- **PROBLEM DESCRIPTION**: Reproduce every one of the items below word for word, keeping each line unchanged.

— START THE INPUT —

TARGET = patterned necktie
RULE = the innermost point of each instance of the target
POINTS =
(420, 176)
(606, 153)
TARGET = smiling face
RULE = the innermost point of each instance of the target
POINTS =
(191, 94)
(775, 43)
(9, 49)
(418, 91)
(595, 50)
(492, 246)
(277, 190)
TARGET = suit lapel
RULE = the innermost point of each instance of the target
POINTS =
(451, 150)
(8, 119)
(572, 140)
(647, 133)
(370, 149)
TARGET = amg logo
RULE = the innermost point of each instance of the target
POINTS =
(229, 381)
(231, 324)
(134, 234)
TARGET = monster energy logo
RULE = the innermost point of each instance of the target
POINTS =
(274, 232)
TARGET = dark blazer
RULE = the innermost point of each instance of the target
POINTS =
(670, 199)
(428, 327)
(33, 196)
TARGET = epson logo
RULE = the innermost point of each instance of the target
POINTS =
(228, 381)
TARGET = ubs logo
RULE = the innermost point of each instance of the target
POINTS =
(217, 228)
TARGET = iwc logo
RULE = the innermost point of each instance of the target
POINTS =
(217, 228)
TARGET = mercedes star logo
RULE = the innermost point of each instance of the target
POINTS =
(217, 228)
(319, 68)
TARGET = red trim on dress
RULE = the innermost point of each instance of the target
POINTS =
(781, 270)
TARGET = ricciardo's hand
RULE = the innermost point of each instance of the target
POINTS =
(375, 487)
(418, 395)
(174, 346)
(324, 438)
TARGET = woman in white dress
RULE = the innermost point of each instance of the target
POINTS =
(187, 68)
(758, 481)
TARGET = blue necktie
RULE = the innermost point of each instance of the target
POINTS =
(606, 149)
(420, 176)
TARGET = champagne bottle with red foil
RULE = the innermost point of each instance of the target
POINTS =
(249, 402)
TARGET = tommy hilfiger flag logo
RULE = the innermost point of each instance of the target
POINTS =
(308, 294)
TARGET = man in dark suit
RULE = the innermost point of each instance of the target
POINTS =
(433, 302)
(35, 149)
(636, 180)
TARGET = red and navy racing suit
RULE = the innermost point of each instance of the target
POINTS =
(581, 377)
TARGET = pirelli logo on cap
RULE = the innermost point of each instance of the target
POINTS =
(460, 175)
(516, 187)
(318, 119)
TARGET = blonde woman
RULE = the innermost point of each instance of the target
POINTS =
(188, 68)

— END THE INPUT —

- **CORRECT ANSWER**:
TARGET = patterned necktie
RULE = the innermost point of each instance of the target
POINTS =
(420, 176)
(606, 153)
TARGET = smiling face
RULE = the innermost point of each instance of the target
POINTS =
(191, 94)
(775, 43)
(9, 49)
(418, 91)
(595, 50)
(492, 246)
(277, 190)
TARGET = suit lapel
RULE = the innermost point of each instance of the target
POINTS =
(451, 150)
(8, 119)
(572, 140)
(647, 133)
(370, 149)
TARGET = amg logo
RULE = the innermost point of each instance of the target
POINTS =
(229, 381)
(231, 324)
(134, 234)
TARGET = monster energy logo
RULE = the innermost point of each instance of the target
POINTS =
(274, 232)
TARGET = dark blazer
RULE = the innermost point of each instance of the target
POINTS =
(670, 199)
(428, 327)
(33, 196)
TARGET = epson logo
RULE = the innermost point of each instance of the target
POINTS =
(228, 381)
TARGET = ubs logo
RULE = the innermost point of each instance of the target
POINTS =
(217, 228)
TARGET = iwc logo
RULE = the innermost point of each instance of the target
POINTS =
(217, 228)
TARGET = mercedes star logo
RULE = the innermost point of each instance of the target
POINTS =
(217, 228)
(319, 68)
TARGET = red trim on dress
RULE = the innermost point of each instance of the target
POINTS =
(781, 270)
TARGET = ricciardo's hand
RULE = the innermost point of each instance of the target
POINTS =
(375, 487)
(418, 395)
(174, 346)
(324, 438)
TARGET = woman in white dress
RULE = the innermost point of each instance of the target
POINTS =
(187, 68)
(758, 481)
TARGET = blue necktie
RULE = the innermost point of each instance of the target
POINTS =
(606, 149)
(420, 176)
TARGET = champagne bottle with red foil
RULE = the innermost point of each instance of the target
POINTS =
(249, 402)
TARGET = tommy hilfiger flag logo
RULE = the innermost point of each instance of the target
POINTS =
(308, 294)
TARGET = man in dark suit
RULE = the innermost point of each instance of the target
POINTS =
(433, 302)
(35, 149)
(636, 180)
TARGET = red and navy racing suit
RULE = the innermost point of each instance of the target
POINTS =
(581, 377)
TARGET = pirelli logo on cap
RULE = the innermost point of each instance of the target
POINTS =
(460, 175)
(516, 187)
(318, 119)
TARGET = blonde woman
RULE = the innermost point of each instance of the target
POINTS =
(188, 68)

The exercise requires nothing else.